- [PROVIDED PASSAGE]:

But not always. A viral infection can compromise a patient’s immune system, and open the door for more serious bacterial infections. Physicians must consider this risk, and preventively prescribing antibiotics is one way of managing it. Even if there is no particular medical risk, patients will put pressure on their doctor; they have an important meeting at work, for example, or their child has an important test coming up.
Chris van Tulleken, a doctor convinced something needs to be done to change Britain’s over prescription habit, found this out first-hand when making a BBC documentary. He temporarily joined a doctors’ surgery with one of the highest prescription rate of antibiotics in its area and took over from one of its General Practitioners. Yet, despite his cheerful good intentions, he found it almost impossible to resist both the medical logic and the patients’ arguments, and in many cases prescribed antibiotics after all. It’s tough being the doc that says ‘no’.
This is a great example of a common behavioural barrier: the intention-action gap. There is a need for change at the macro level of a whole population, but ultimately the change needs to happen at the micro level of the individual. And that is hard.
Two powerful levers
So what can be done? Most doctors are well aware of the societal risk of over prescription, but when confronted with an actual patient, other concerns loom more prominently and influence their choice.
Social proof (i.e. raising awareness of what others do) is one possible strategy. In the documentary, van Tulleken showed his colleagues that 80% of the practices in the same area are prescribing fewer antibiotics. The Behavioural Insights Team, the group of behavioural scientists set up by the UK government in 2010, conducted a study with over 1,500 similar practices (with prescribing rate in the top-20%) to investigate how effective such an approach might be. They found that sending them a single letter explaining that 80% of the practices prescribe fewer antibiotics per head led to a 3.3% reduction in antibiotics use over a period of six months.

- [ENTRIES SUPPLIED]:
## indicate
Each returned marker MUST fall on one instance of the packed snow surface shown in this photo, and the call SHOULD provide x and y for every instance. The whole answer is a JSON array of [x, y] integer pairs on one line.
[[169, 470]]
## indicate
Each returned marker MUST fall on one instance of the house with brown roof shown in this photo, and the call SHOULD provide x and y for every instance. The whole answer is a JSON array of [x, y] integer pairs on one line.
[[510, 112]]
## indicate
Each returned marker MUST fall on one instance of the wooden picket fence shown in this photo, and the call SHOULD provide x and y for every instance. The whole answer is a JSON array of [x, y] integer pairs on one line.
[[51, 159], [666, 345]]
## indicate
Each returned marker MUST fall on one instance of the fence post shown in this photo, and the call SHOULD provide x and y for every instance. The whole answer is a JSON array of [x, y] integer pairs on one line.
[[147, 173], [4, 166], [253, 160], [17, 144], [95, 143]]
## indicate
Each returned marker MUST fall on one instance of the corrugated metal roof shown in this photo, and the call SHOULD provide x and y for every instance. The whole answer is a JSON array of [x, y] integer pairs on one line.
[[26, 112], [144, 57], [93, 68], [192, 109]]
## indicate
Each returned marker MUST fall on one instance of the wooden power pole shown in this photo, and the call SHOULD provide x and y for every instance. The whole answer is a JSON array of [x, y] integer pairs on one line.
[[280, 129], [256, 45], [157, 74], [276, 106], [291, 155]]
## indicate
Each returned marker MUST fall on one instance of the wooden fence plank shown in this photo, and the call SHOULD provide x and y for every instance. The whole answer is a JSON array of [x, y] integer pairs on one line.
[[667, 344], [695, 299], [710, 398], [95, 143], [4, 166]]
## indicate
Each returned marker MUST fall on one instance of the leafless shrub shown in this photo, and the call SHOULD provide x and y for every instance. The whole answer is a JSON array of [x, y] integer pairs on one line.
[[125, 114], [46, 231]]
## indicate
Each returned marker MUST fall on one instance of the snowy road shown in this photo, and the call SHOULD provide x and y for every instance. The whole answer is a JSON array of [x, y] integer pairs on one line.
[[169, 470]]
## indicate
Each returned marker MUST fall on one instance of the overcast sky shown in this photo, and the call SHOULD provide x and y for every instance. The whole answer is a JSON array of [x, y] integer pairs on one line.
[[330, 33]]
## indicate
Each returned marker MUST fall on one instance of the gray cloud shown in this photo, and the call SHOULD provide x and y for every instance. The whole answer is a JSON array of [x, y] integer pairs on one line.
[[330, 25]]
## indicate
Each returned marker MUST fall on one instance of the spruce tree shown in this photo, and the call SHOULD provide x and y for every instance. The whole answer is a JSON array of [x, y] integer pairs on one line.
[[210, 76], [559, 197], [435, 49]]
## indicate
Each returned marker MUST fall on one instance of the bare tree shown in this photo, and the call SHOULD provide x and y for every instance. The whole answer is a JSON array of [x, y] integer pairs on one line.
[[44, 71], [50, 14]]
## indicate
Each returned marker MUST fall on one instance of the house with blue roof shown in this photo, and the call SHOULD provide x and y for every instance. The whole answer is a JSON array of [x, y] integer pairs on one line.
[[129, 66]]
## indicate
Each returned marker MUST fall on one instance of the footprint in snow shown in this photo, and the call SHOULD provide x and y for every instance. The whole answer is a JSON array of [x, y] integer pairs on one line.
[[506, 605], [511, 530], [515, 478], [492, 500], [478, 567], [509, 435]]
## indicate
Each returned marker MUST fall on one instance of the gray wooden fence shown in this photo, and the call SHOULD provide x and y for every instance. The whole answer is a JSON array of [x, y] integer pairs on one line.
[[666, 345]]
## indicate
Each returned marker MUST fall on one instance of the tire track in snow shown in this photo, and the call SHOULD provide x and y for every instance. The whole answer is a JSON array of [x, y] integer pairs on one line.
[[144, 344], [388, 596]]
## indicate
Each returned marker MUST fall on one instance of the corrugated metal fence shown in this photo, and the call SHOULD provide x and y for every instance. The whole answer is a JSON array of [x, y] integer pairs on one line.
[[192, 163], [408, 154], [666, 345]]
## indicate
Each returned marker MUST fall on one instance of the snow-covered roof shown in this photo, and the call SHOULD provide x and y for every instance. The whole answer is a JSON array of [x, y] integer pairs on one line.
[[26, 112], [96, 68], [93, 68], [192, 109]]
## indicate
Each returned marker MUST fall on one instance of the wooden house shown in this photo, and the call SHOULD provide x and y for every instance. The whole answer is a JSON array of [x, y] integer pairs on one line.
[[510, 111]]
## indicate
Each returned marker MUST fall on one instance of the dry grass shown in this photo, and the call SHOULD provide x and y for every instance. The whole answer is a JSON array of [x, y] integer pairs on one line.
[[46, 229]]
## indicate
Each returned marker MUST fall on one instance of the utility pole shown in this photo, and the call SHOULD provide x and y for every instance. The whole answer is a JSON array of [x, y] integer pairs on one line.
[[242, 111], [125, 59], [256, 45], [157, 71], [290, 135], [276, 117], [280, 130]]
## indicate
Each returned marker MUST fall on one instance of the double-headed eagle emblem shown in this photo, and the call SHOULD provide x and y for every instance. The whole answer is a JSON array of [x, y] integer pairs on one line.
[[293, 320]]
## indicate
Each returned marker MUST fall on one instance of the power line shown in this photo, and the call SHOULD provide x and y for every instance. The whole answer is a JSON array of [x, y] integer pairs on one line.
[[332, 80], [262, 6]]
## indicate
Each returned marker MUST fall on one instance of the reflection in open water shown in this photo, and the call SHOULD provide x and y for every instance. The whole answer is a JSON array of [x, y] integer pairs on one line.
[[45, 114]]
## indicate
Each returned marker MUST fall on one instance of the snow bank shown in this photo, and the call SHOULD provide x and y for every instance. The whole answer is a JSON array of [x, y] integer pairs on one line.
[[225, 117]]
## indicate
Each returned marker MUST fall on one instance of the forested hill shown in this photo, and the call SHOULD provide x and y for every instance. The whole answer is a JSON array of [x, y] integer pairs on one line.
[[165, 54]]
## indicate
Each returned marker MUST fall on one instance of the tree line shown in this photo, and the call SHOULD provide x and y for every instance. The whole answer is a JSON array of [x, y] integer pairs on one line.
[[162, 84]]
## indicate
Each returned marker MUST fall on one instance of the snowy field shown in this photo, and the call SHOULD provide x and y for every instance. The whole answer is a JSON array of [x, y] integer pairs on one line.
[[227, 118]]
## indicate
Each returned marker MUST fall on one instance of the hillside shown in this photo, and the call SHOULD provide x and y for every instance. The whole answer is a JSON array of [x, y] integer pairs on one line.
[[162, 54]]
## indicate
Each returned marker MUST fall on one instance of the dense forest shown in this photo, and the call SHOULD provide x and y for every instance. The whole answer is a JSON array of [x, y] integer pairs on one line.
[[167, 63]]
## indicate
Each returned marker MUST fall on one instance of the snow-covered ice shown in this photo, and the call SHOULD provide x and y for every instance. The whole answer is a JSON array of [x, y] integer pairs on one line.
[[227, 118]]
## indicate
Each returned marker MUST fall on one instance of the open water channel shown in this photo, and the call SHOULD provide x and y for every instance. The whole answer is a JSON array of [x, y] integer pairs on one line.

- [TASKS TO PERFORM]:
a) Reproduce the passage on antibiotic prescribing word for word, starting at "Chris van Tulleken, a" and ending at "that is hard.".
b) Answer these questions using the passage on antibiotic prescribing:
(i) In what year did the UK government set up the Behavioural Insights Team?
(ii) What behavioural barrier does van Tulleken's experience illustrate?
(iii) What reduction in antibiotics use followed the single letter sent to practices?
c) Carry the passage on antibiotic prescribing forward from the point where it stops.
The items come from a different source than the passage on antibiotic prescribing.

- [RESPONSES FOR EACH TASK]:
a)
Chris van Tulleken, a doctor convinced something needs to be done to change Britain’s over prescription habit, found this out first-hand when making a BBC documentary. He temporarily joined a doctors’ surgery with one of the highest prescription rate of antibiotics in its area and took over from one of its General Practitioners. Yet, despite his cheerful good intentions, he found it almost impossible to resist both the medical logic and the patients’ arguments, and in many cases prescribed antibiotics after all. It’s tough being the doc that says ‘no’.
This is a great example of a common behavioural barrier: the intention-action gap. There is a need for change at the macro level of a whole population, but ultimately the change needs to happen at the micro level of the individual. And that is hard.

b)
(i) 2010
(ii) The intention-action gap
(iii) A 3.3% reduction over six months

c)
In another paper, a team from the University of Leicester identifies reputation-based incentives as a strong supporting instrument for social proof interventions. Practitioners that adopt a more conservative prescribing approach, could be rewarded and praised, and those who exhibit inappropriate behaviour could be sanctioned according to the scale and the frequency with which this happens.
Interestingly, both social proof and reputation were found to be effective in another health-related intervention. The workers in a Guatemalan food processing facility were not washing their hands for long enough before entering the plant. On average, about 25% of workers had more than the safe limit of germs on their hands (it was more than 40% in night shifts). Over a period of two weeks, workers were given a stamp on their hands, which they could only remove by thoroughly washing.
This provided not only a visible sign of how many of their colleagues washed properly, but it also had a reputational effect; anyone who still had a stamp on their hand was someone who hadn’t bothered, and who was potentially putting lives at risk. Even after the stamps were removed, the percentage of workers with ‘dirty’ hands fell by nearly two-thirds on average. (In the night shift, the drop was even higher at about three-quarters.)
The social proof approach is now being trialled in Greater Manchester. Family doctors will be able to compare their prescription behaviour with the national average through a dedicated dashboard, which will be rolled out nationally in the UK later.
Social proof and reputation are powerful levers for changing behaviour and habits. Unless we deliberately want to stand out, we prefer to do as others do, and we are quite protective of our reputation. Let us hope they can help us use antibiotics more responsibly.